--- START OF Task input ---
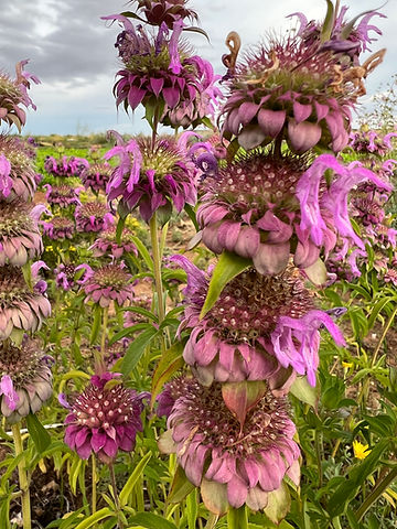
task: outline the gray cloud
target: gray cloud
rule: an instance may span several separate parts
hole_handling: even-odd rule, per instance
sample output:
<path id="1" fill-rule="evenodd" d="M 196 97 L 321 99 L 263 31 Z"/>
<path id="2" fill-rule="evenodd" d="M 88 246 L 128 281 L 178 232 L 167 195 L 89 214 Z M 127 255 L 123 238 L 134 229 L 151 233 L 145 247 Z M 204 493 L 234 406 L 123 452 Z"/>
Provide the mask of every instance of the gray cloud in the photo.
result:
<path id="1" fill-rule="evenodd" d="M 0 18 L 0 68 L 12 73 L 21 58 L 30 58 L 26 68 L 36 74 L 42 85 L 32 89 L 37 104 L 31 112 L 28 127 L 32 132 L 75 132 L 78 123 L 93 130 L 109 127 L 140 131 L 144 129 L 141 114 L 132 119 L 116 114 L 111 88 L 118 69 L 114 43 L 118 25 L 100 20 L 101 15 L 128 9 L 119 0 L 18 0 L 4 3 Z M 224 73 L 221 56 L 226 48 L 224 40 L 230 30 L 238 31 L 244 47 L 258 42 L 270 28 L 285 33 L 291 26 L 286 15 L 297 11 L 296 0 L 269 3 L 266 0 L 201 0 L 201 26 L 211 37 L 208 44 L 200 35 L 186 34 L 217 73 Z M 351 17 L 374 7 L 373 0 L 351 0 Z M 309 19 L 321 20 L 326 3 L 304 2 L 302 9 Z M 385 63 L 368 79 L 368 93 L 386 84 L 395 73 L 397 44 L 394 21 L 396 0 L 390 0 L 384 12 L 388 19 L 374 19 L 384 32 L 373 48 L 388 47 Z M 79 125 L 82 126 L 82 125 Z"/>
--- END OF Task input ---
▸ **Exercise description**
Reproduce the lines above verbatim, omitting the picture.

▸ **Expected answer**
task: outline the gray cloud
target: gray cloud
rule: an instance may span several separate parts
hole_handling: even-odd rule, per instance
sample output:
<path id="1" fill-rule="evenodd" d="M 196 97 L 321 99 L 263 31 Z"/>
<path id="2" fill-rule="evenodd" d="M 88 246 L 128 281 L 178 232 L 167 195 L 89 214 Z M 127 255 L 123 238 L 134 229 L 151 233 L 145 247 Z M 204 493 L 234 406 L 123 452 Z"/>
Provide the mask of every instance of the gray cloud in the photo.
result:
<path id="1" fill-rule="evenodd" d="M 0 18 L 0 68 L 12 73 L 21 58 L 30 58 L 26 68 L 36 74 L 42 85 L 32 89 L 37 104 L 31 112 L 28 127 L 32 132 L 75 132 L 78 123 L 93 130 L 109 127 L 140 131 L 144 129 L 141 114 L 132 119 L 116 114 L 111 88 L 118 69 L 114 43 L 118 25 L 100 20 L 101 15 L 128 9 L 119 0 L 18 0 L 4 3 Z M 224 73 L 221 56 L 226 48 L 224 40 L 230 30 L 238 31 L 244 47 L 258 42 L 270 28 L 285 33 L 291 26 L 286 15 L 297 11 L 296 0 L 269 3 L 266 0 L 201 0 L 201 26 L 211 37 L 208 44 L 200 35 L 186 34 L 217 73 Z M 351 17 L 374 7 L 373 0 L 351 0 Z M 309 19 L 321 20 L 326 3 L 304 2 L 302 9 Z M 385 63 L 368 79 L 368 93 L 386 84 L 395 73 L 397 44 L 394 21 L 396 0 L 390 0 L 384 12 L 388 19 L 374 19 L 384 32 L 373 48 L 388 47 Z M 79 125 L 82 126 L 82 125 Z"/>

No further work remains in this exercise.